**SELECTED PASSAGE:**
(begin)

On Oct. 19, David Amott of Salt Lake City, who holds a Ph.D. in architectural history, and is Executive Director of Preservation Utah, spoke at the Paris Elementary School about why he feels the City of Paris and the Bear Lake County Courthouse are historically important.

Amott told those attending that architecturally speaking, Paris is one of the richest of the Pioneer-era Latter-day Saint towns; that the Old Bear Lake County courthouse was built more or less in tandem with the Bear Lake Stake Tabernacle. From Amott’s perspective, these two buildings are really a pair.

He feels there isn’t a lot of knowledge about the courthouse among residents of the county, and he wants people to understand this before they demolish the building. In his words, “Don’t say ‘historic’ before you understand what “historic’ means.”

Ammot said that the history of Paris and the courthouse tells a very compelling story. According to Ammot, the courthouse was designed by Truman Angel, Jr., the son of the most prominent architect of Utah, Truman Angel, Sr., who designed the Lion House, the Beehive House, the Territorial Capital Building in Filmore, and the Salt Lake Temple. Truman Angel, Jr., was the assistant architect for the LDS Church, assisting his father, at the age of 12.

(end)

**EXERCISE SET:**
1. Check each statement against the article about the Bear Lake County Courthouse talk: (a) Amott holds a Ph.D. in architectural history. (b) The courthouse was designed by Truman Angel, Sr. (c) The courthouse was built well after the Bear Lake Stake Tabernacle. Answer yes or no for each and quote the deciding words.
2. According to the article about the Bear Lake County Courthouse talk, which buildings did Truman Angel, Sr. design? List every one it names.
3. Carry on the article about the Bear Lake County Courthouse talk from its last sentence.

**PROVIDED RECORDS:**
(begin)

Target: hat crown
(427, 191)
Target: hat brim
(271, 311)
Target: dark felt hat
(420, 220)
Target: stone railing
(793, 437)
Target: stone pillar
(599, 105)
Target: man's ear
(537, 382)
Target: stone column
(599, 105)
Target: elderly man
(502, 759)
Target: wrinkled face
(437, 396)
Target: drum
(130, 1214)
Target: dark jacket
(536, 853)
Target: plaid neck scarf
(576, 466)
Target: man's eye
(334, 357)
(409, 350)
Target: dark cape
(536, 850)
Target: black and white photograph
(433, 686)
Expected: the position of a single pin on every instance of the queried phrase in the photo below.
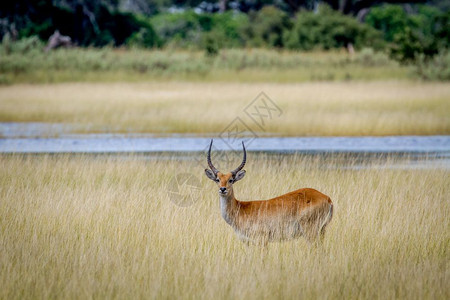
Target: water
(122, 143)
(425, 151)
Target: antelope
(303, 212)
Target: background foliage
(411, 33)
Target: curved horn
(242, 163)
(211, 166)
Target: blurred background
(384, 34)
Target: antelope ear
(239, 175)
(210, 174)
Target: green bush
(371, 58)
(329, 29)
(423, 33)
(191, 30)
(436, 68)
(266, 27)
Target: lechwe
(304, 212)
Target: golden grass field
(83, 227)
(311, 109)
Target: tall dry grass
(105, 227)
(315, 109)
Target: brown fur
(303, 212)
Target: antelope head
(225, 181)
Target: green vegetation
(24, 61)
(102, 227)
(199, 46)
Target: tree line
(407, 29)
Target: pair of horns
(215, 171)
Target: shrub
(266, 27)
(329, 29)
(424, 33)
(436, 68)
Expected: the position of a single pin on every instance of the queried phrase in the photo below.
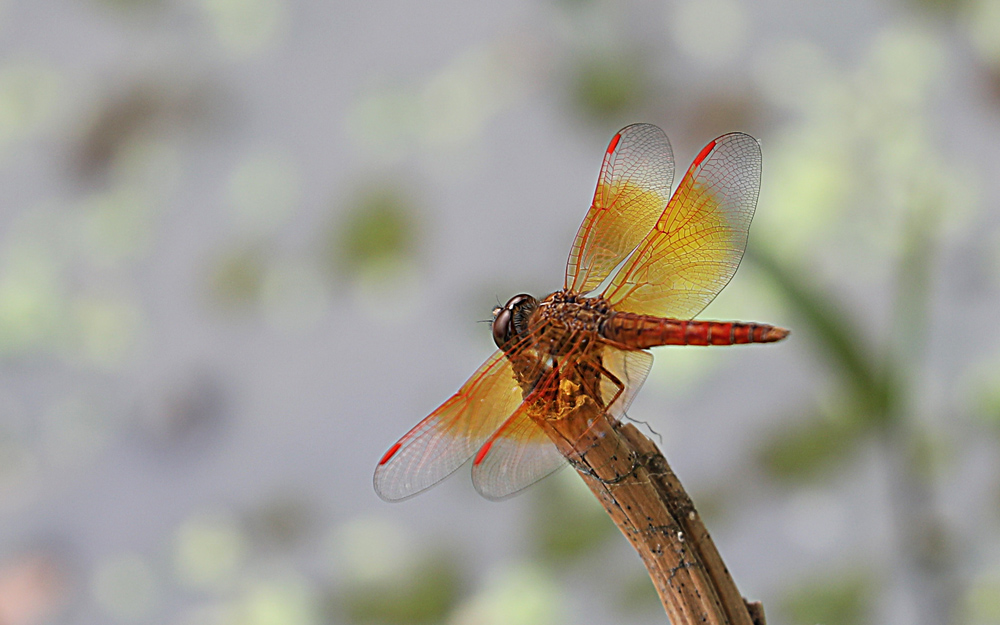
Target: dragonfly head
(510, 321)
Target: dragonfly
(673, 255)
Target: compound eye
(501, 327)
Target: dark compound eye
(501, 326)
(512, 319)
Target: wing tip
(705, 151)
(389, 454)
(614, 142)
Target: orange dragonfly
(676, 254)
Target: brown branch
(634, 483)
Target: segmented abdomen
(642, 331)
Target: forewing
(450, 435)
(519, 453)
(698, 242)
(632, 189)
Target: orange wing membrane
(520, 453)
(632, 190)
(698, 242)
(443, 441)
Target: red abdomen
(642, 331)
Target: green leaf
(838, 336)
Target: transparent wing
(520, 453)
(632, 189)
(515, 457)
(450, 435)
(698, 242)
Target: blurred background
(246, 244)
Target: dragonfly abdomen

(end)

**ANSWERS IN ORDER:**
1.
(a) Yes: "who holds a Ph.D. in architectural history"
(b) No: "the courthouse was designed by Truman Angel, Jr."
(c) No: "built more or less in tandem with the Bear Lake Stake Tabernacle"

2.
- the Lion House
- the Beehive House
- the Territorial Capital Building in Filmore
- the Salt Lake Temple

3.
While working on the Salt Lake Temple, Angel, Jr., was reassigned to the Logan Temple. At the same time, Angel, Jr., was also assigned to design the Cache County courthouse in Logan. Shortly after, he was assigned to design the courthouse in Paris. That is why the two courthouses looked so similar, until the one in Logan was remodeled.

Amott said where it gets interesting is, this work is going on in the mid 1880s at the exact same time the State of Idaho is trying to obtain statehood. One of the big barriers to getting statehood is the Latter-day Saint “problem” of polygamy. Idaho finally passed the “Idaho Test Oath,” which said that the Saints couldn’t vote, couldn’t serve on juries, and couldn’t hold certain elected offices at the county level. This allowed Idaho to get statehood, but it basically disenfranchised the Saints. The courthouse then became a symbol of the encroachment and persecution by the government and represented the rights the Saints were then not able to claim for themselves.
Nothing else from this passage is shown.